## Source records
════════════════
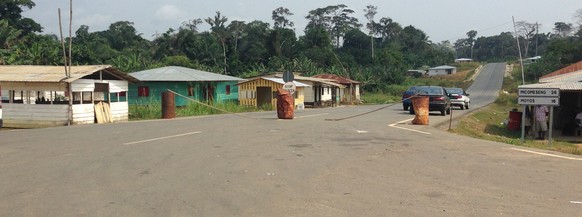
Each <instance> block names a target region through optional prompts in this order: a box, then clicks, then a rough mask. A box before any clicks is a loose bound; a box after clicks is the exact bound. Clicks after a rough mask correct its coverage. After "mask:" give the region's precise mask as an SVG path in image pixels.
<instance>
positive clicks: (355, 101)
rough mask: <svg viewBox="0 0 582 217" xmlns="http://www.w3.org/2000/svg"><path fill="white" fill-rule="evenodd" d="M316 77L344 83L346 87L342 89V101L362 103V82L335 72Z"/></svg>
mask: <svg viewBox="0 0 582 217" xmlns="http://www.w3.org/2000/svg"><path fill="white" fill-rule="evenodd" d="M313 77H314V78H323V79H331V80H335V81H337V83H339V84H341V85H344V86H345V87H346V88H344V89H340V93H339V96H340V102H342V103H350V104H354V103H360V102H361V99H360V82H358V81H354V80H351V79H348V78H344V77H341V76H338V75H334V74H321V75H316V76H313Z"/></svg>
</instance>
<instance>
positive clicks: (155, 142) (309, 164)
mask: <svg viewBox="0 0 582 217" xmlns="http://www.w3.org/2000/svg"><path fill="white" fill-rule="evenodd" d="M487 68H491V75H490V76H493V77H496V76H497V75H498V74H499V73H500V72H498V71H497V68H498V67H496V66H495V65H488V66H487V67H486V68H485V69H487ZM487 76H489V73H488V71H485V70H484V71H482V73H481V74H480V75H479V77H484V78H485V77H487ZM477 80H479V78H478V79H477ZM488 80H491V79H488ZM476 84H477V81H476ZM490 85H497V84H490ZM490 85H485V86H487V88H488V87H489V86H490ZM487 88H485V89H483V91H481V90H480V89H477V86H476V85H473V87H471V89H470V90H471V94H472V96H474V98H473V99H472V100H475V99H480V98H481V97H483V99H486V98H488V97H492V99H493V98H494V96H488V94H492V95H495V94H497V93H492V92H491V93H490V91H487ZM475 105H479V102H475V103H474V104H473V108H475ZM380 108H383V106H380V105H378V106H345V107H336V108H326V109H308V110H303V111H297V112H296V114H295V119H293V120H278V119H277V118H276V113H275V112H260V113H246V114H243V116H235V115H216V116H205V117H197V118H181V119H175V120H156V121H141V122H128V123H118V124H107V125H90V126H72V127H59V128H50V129H37V130H16V131H2V132H0V216H330V217H331V216H333V217H337V216H582V185H580V183H582V166H581V164H582V159H580V158H579V157H578V156H573V155H564V154H559V153H552V152H546V151H540V150H532V149H525V148H520V147H517V146H511V145H507V144H501V143H495V142H489V141H482V140H477V139H472V138H468V137H464V136H459V135H454V134H450V133H447V132H444V131H442V130H439V129H436V128H434V127H432V126H413V125H410V124H408V122H410V121H409V119H410V118H412V116H411V115H409V114H408V113H407V112H405V111H402V110H401V109H402V108H401V105H394V106H392V107H388V108H385V109H382V110H379V111H377V112H373V113H369V114H366V115H361V116H356V115H360V114H364V113H366V112H370V111H373V110H376V109H380ZM473 108H472V109H473ZM455 112H457V110H455ZM459 112H467V111H466V110H465V111H461V110H459ZM352 116H356V117H353V118H348V119H344V120H341V121H330V119H342V118H346V117H352ZM448 117H449V116H444V117H443V116H440V115H437V114H435V115H431V116H430V121H431V125H433V124H437V123H439V122H444V121H446V120H447V118H448Z"/></svg>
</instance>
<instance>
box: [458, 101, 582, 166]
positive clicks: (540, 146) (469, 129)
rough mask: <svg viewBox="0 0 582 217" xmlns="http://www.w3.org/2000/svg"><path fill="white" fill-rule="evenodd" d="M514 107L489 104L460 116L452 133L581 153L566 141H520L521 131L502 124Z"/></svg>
mask: <svg viewBox="0 0 582 217" xmlns="http://www.w3.org/2000/svg"><path fill="white" fill-rule="evenodd" d="M513 108H516V107H514V106H510V105H504V104H497V103H494V104H491V105H490V106H488V107H486V108H484V109H481V110H479V111H478V112H475V113H472V114H470V115H468V116H466V117H464V118H462V119H461V120H460V121H459V123H458V124H457V125H456V126H455V127H454V128H453V129H452V130H451V131H452V132H454V133H457V134H461V135H465V136H470V137H473V138H478V139H483V140H489V141H495V142H502V143H507V144H511V145H516V146H522V147H530V148H537V149H543V150H552V151H558V152H562V153H568V154H576V155H581V154H582V147H581V146H579V144H577V143H574V142H568V141H557V140H553V141H552V146H551V147H549V146H548V141H541V140H527V139H526V140H525V141H524V142H523V143H522V142H521V132H519V131H511V130H509V129H508V128H507V125H505V124H504V121H505V119H507V118H508V117H509V111H511V109H513Z"/></svg>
════════════════
## Exercise goal
Copy exactly, and only, the lines from the line containing "107L489 104L460 116L452" to the end of the listing, with both ends included.

## Expected answer
rough mask: <svg viewBox="0 0 582 217" xmlns="http://www.w3.org/2000/svg"><path fill="white" fill-rule="evenodd" d="M514 107L489 104L460 116L452 133L581 153L566 141H520L521 131L502 124Z"/></svg>
mask: <svg viewBox="0 0 582 217" xmlns="http://www.w3.org/2000/svg"><path fill="white" fill-rule="evenodd" d="M513 108H516V107H514V106H510V105H504V104H497V103H494V104H491V105H490V106H488V107H486V108H484V109H481V110H479V111H478V112H475V113H472V114H470V115H468V116H466V117H464V118H462V119H461V120H460V121H459V123H458V124H457V125H456V126H455V127H454V128H453V129H452V130H451V131H452V132H454V133H457V134H461V135H465V136H470V137H473V138H478V139H483V140H489V141H495V142H502V143H507V144H511V145H516V146H522V147H530V148H537V149H543V150H552V151H558V152H562V153H568V154H576V155H581V154H582V147H581V146H579V144H577V143H574V142H568V141H557V140H553V141H552V146H551V147H549V146H548V141H541V140H527V139H526V140H525V141H524V142H523V143H522V142H521V132H519V131H511V130H509V129H508V128H507V125H505V124H504V121H505V119H507V118H508V117H509V111H511V109H513Z"/></svg>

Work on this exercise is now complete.